[Excerpt from a dataset]
______________________________

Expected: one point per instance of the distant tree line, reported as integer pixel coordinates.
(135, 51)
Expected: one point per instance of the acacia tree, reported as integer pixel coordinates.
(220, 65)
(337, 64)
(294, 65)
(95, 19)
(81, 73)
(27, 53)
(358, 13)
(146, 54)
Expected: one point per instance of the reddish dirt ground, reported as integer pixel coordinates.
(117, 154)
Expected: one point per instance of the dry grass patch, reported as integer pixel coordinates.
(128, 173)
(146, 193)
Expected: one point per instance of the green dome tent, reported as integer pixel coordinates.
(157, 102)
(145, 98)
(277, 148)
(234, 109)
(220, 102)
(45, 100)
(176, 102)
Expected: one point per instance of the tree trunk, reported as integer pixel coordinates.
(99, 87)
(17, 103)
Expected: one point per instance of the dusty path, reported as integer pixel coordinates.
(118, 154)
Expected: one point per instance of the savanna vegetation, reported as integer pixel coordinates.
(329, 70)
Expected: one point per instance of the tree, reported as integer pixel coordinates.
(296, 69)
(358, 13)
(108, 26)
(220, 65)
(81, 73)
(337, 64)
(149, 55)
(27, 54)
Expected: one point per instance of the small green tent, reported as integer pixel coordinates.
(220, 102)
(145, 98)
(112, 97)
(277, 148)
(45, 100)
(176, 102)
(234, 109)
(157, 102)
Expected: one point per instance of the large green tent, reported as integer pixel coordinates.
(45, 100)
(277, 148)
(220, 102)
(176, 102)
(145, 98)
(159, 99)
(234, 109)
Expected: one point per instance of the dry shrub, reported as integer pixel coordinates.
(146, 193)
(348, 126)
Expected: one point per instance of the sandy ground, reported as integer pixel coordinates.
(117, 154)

______________________________

* [Task to carry out] Pull every line out of the data above and copy each one word for word.

* [Completed task]
Expected: one point per instance of the distant tree line, reported as integer pixel coordinates.
(135, 51)
Expected: one point per instance of the acacia tree, reported as integer pixel coordinates.
(220, 65)
(337, 64)
(294, 65)
(95, 19)
(81, 73)
(27, 53)
(358, 13)
(146, 54)
Expected: one point per instance of the reddish dirt ground, reported as integer pixel coordinates.
(117, 154)
Expected: one point per instance of the dry grass patch, reported as integer pixel coordinates.
(128, 173)
(146, 193)
Expected: one point per instance of the green dome tent, reported as integer pixel coordinates.
(157, 102)
(145, 98)
(277, 148)
(234, 109)
(220, 102)
(45, 100)
(176, 102)
Expected: one point per instance of the tree trunk, reported as integer pixel coordinates.
(99, 87)
(17, 103)
Expected: one point per instance of the dusty path, reported as integer pixel coordinates.
(118, 154)
Expected: one point per instance of the savanna vegetation, reported as integer pixel coordinates.
(329, 70)
Expected: one point per instance of the tree, reported as integer pixel coordinates.
(296, 69)
(358, 13)
(108, 26)
(220, 65)
(81, 73)
(337, 64)
(149, 55)
(27, 54)
Expected: one point per instance of the small green tent, reported as integer pixel coordinates.
(220, 102)
(145, 98)
(112, 97)
(277, 148)
(45, 100)
(176, 102)
(234, 109)
(157, 102)
Expected: one point per instance of the large green tent, reported as integer pixel coordinates.
(45, 100)
(277, 148)
(220, 102)
(176, 102)
(145, 98)
(159, 99)
(234, 109)
Expected: one point per instance of the dry shrub, reported as integer pixel coordinates.
(146, 193)
(348, 126)
Expected: one point per instance of the sandy ground, reported as integer pixel coordinates.
(117, 154)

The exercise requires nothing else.